_YOUR GOAL_: All of the data below is to be copied exactly.

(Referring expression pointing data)
========================================================================

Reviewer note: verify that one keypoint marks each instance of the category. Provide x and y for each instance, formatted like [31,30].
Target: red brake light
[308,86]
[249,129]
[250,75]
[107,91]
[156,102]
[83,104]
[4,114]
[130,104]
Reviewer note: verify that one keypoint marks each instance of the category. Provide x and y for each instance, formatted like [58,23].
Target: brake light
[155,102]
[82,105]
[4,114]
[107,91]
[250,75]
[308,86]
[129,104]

========================================================================

_WORKED SOLUTION_:
Reviewer note: verify that one keypoint marks each instance of the category. Provide x and y for each instance, formatted like [31,30].
Target: red brake light
[308,86]
[249,129]
[250,75]
[107,91]
[156,102]
[83,104]
[4,114]
[130,104]
Reviewer note: verify that one keypoint marks each instance of the category. Provide x and y for each instance, formatted like [58,23].
Target: brake light
[155,102]
[82,105]
[4,114]
[107,91]
[250,75]
[308,86]
[129,104]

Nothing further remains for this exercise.